→ EXERCISE OBJECTIVE
All of the data below is to be copied again without changes.

/---

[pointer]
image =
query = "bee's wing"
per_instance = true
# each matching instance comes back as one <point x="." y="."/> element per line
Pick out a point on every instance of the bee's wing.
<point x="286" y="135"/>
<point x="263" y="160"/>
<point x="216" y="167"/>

\---

→ EXERCISE SOLUTION
[pointer]
image =
query = "bee's wing"
per_instance = true
# each matching instance comes back as one <point x="." y="."/> element per line
Pick out a point on every instance of the bee's wing.
<point x="286" y="135"/>
<point x="263" y="160"/>
<point x="216" y="167"/>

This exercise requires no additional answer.